Dataset entries:
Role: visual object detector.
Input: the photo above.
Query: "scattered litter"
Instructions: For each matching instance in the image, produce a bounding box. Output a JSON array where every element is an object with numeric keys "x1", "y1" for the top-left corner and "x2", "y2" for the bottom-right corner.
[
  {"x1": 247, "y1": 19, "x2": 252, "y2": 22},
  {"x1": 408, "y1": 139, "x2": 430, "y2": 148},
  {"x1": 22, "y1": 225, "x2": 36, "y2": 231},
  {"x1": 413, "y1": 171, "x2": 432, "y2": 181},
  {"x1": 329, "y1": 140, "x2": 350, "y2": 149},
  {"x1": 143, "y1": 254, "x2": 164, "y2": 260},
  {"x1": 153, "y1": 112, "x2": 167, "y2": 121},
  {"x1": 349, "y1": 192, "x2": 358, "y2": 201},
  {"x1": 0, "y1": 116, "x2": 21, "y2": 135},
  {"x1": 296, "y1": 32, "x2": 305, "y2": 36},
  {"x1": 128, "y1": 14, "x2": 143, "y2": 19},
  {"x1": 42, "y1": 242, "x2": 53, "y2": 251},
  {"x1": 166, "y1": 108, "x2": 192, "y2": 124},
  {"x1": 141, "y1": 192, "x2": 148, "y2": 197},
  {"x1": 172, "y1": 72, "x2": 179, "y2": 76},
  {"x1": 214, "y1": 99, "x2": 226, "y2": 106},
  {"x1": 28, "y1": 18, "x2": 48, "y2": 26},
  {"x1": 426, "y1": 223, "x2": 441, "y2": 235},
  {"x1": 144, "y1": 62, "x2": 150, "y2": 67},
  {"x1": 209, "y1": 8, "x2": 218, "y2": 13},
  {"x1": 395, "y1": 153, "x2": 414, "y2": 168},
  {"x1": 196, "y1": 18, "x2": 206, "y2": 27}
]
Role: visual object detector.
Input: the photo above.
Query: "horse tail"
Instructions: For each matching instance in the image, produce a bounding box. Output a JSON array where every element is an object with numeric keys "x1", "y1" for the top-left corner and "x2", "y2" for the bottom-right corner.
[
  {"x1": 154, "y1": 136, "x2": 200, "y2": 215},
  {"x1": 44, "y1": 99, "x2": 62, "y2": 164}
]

WHAT TO PRODUCE -> Look through the lines above and collect those with the word "Query".

EXERCISE OUTPUT ->
Query: "scattered litter"
Query: "horse tail"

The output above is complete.